> SUPPLIED ENTRIES
────

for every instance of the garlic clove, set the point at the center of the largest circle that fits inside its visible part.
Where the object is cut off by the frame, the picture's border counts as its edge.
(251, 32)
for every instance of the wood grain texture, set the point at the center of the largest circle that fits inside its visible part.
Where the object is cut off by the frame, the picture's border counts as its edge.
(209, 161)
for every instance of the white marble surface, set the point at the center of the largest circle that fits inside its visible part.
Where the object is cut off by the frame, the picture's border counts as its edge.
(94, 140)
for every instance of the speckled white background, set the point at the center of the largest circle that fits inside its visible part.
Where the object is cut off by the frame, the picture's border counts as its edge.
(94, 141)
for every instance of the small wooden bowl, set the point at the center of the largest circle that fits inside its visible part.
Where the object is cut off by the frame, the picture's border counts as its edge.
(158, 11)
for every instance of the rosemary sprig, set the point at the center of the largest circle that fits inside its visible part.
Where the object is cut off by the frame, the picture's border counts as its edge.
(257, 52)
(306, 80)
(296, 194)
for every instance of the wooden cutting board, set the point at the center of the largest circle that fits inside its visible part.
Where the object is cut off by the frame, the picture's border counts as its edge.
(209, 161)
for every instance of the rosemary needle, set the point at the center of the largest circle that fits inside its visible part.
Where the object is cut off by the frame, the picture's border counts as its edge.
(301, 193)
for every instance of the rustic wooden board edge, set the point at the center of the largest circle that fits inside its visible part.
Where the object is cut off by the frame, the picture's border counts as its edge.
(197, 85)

────

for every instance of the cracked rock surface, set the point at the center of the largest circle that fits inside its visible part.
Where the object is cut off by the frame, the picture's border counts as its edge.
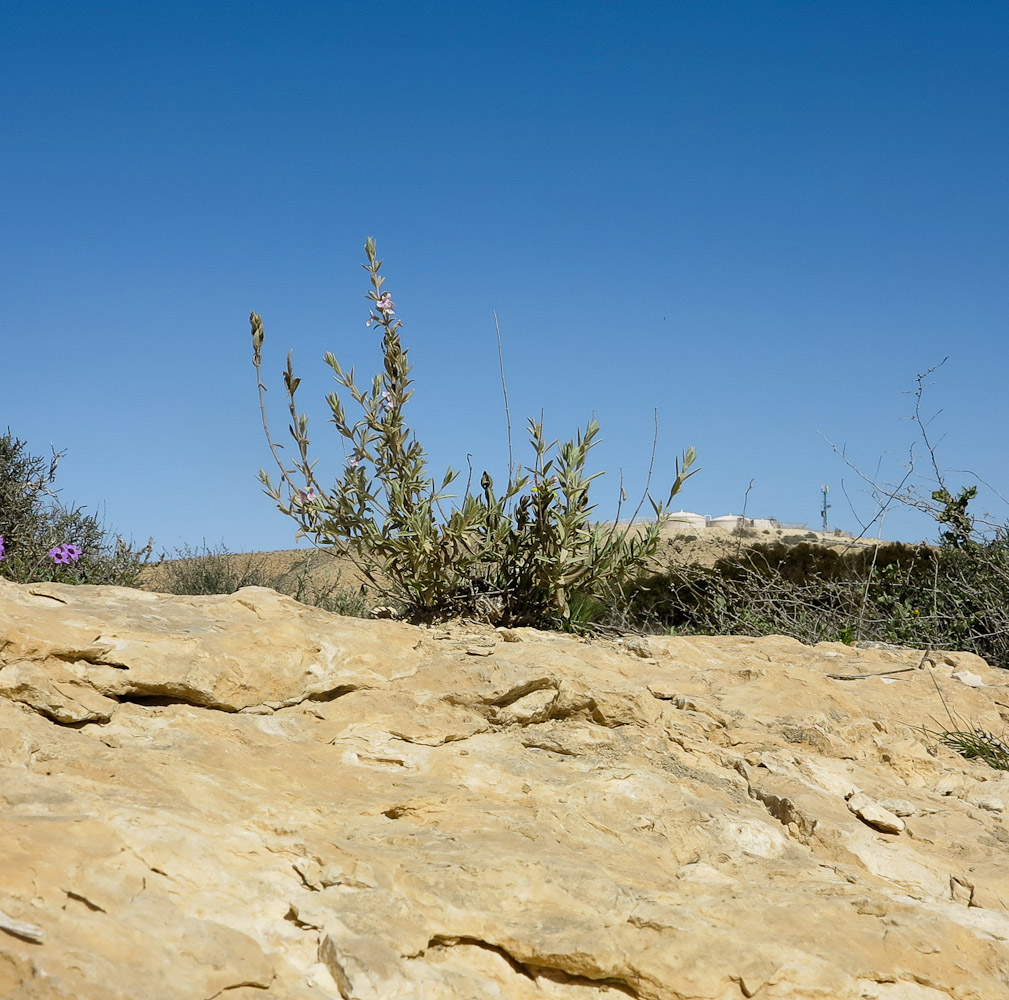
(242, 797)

────

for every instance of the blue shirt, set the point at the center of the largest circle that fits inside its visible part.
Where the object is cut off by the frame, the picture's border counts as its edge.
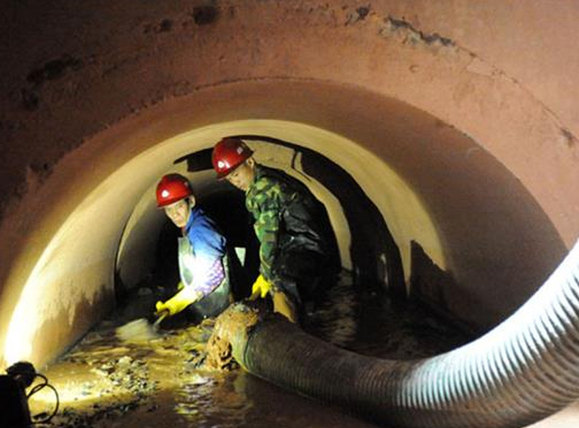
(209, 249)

────

> BRIEF
List the lines of the entries that include "rosemary".

> EXPECTED ANSWER
for every instance of the rosemary sprig, set the point at the center of the largest circle that fits inside its visible part.
for every instance of the rosemary needle, set the point at the center of the largest circle that fits inside its visible part.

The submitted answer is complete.